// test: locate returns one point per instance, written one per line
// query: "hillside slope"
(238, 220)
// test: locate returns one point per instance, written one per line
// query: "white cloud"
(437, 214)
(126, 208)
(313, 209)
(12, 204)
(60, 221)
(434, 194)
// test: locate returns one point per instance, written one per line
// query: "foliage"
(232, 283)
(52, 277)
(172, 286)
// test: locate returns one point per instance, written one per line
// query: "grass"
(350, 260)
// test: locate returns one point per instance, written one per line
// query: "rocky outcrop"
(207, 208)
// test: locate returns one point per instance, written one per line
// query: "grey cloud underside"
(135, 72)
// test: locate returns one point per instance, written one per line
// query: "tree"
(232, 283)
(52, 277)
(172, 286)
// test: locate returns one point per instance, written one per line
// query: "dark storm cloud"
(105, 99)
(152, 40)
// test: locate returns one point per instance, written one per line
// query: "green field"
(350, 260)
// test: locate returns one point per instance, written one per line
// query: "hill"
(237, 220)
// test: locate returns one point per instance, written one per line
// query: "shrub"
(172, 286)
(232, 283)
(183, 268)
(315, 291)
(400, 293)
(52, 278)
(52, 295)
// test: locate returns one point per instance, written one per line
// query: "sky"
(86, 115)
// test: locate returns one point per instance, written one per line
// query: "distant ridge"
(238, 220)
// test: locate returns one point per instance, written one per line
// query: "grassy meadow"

- - -

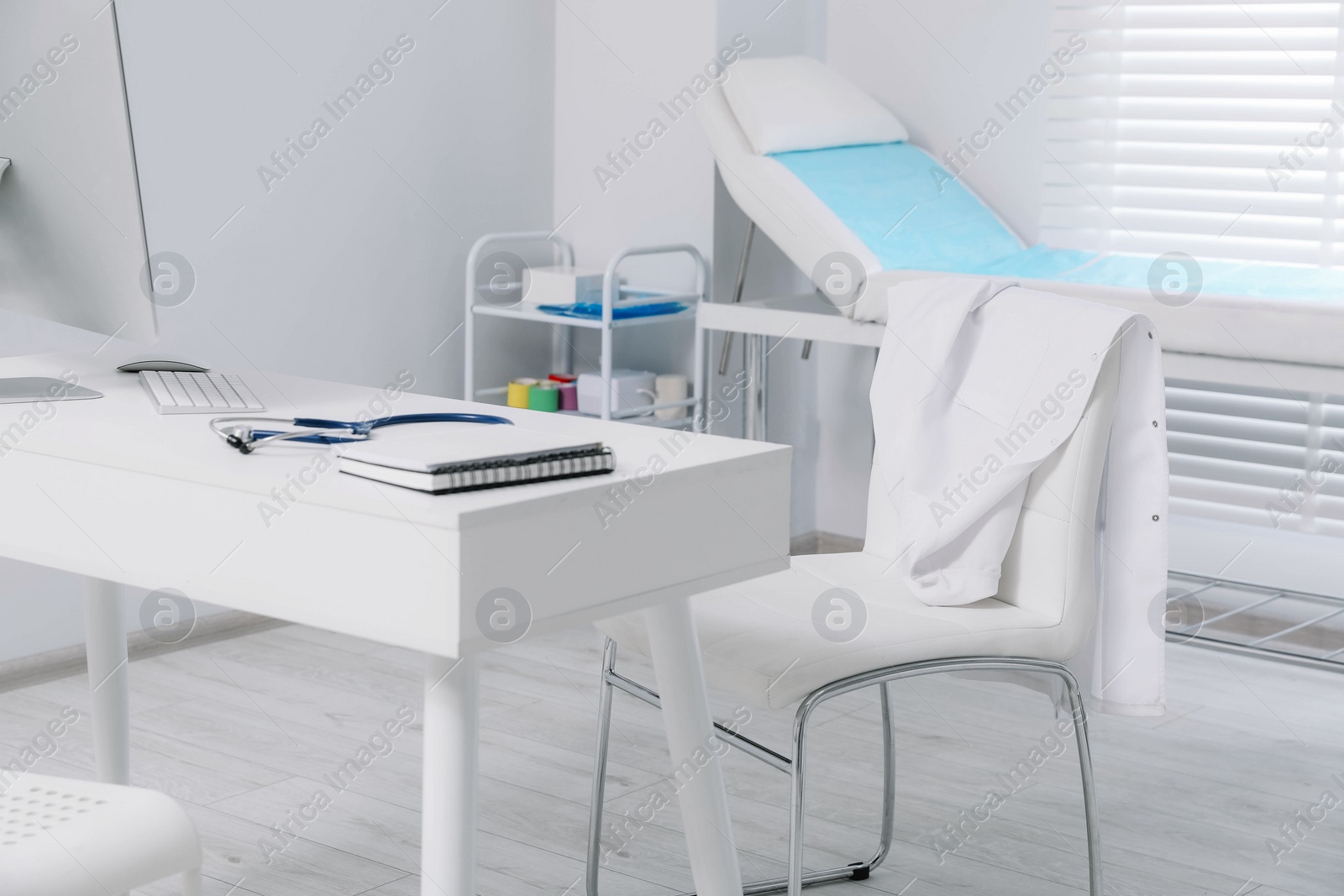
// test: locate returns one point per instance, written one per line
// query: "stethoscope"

- - -

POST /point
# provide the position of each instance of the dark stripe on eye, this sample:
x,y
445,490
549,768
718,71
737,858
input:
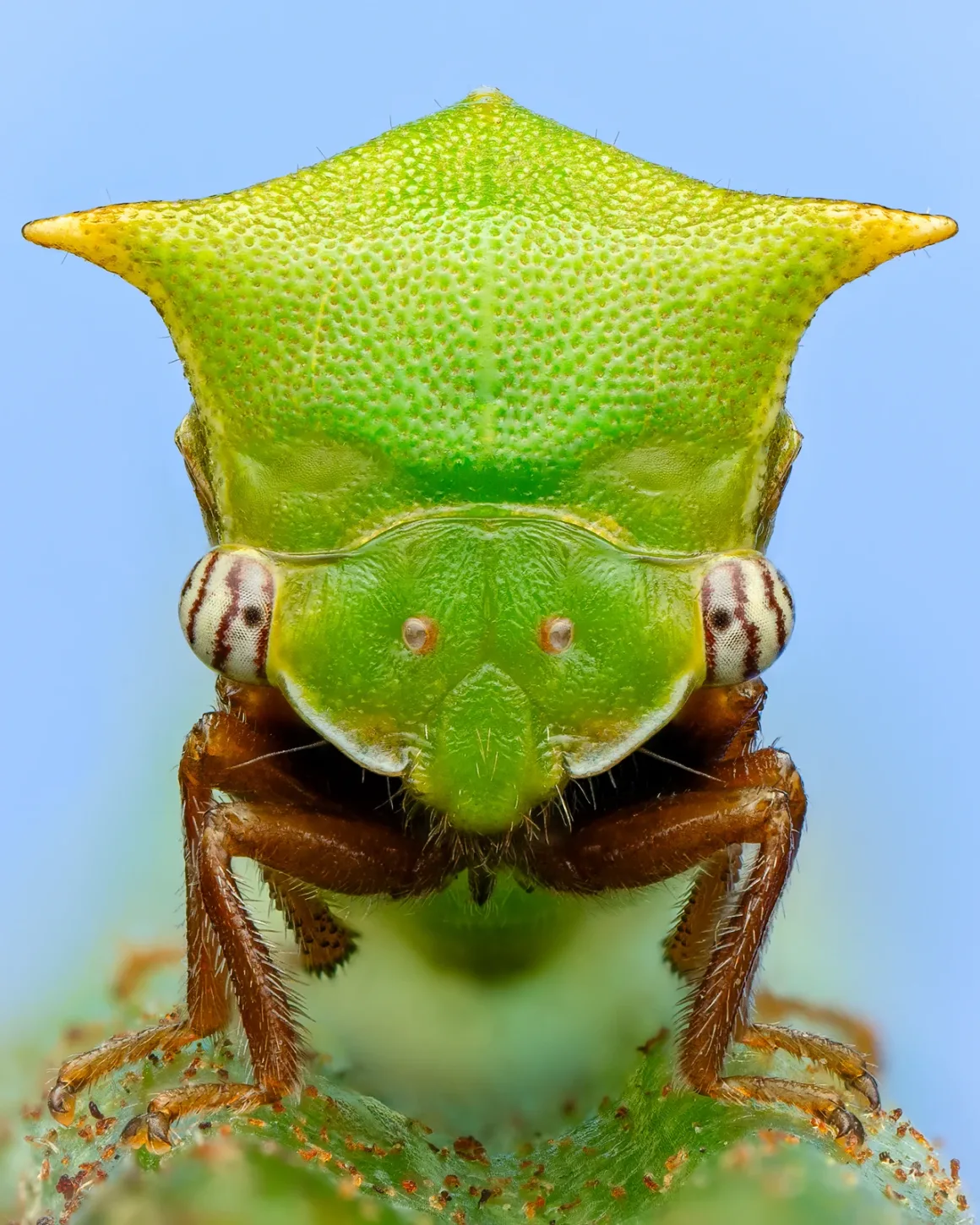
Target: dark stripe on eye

- - -

Your task = Go through the data and copy every line that includes "stripe".

Answer =
# provide the position of each instance of the dark stripe on eye, this sample:
Target: dark stripe on eye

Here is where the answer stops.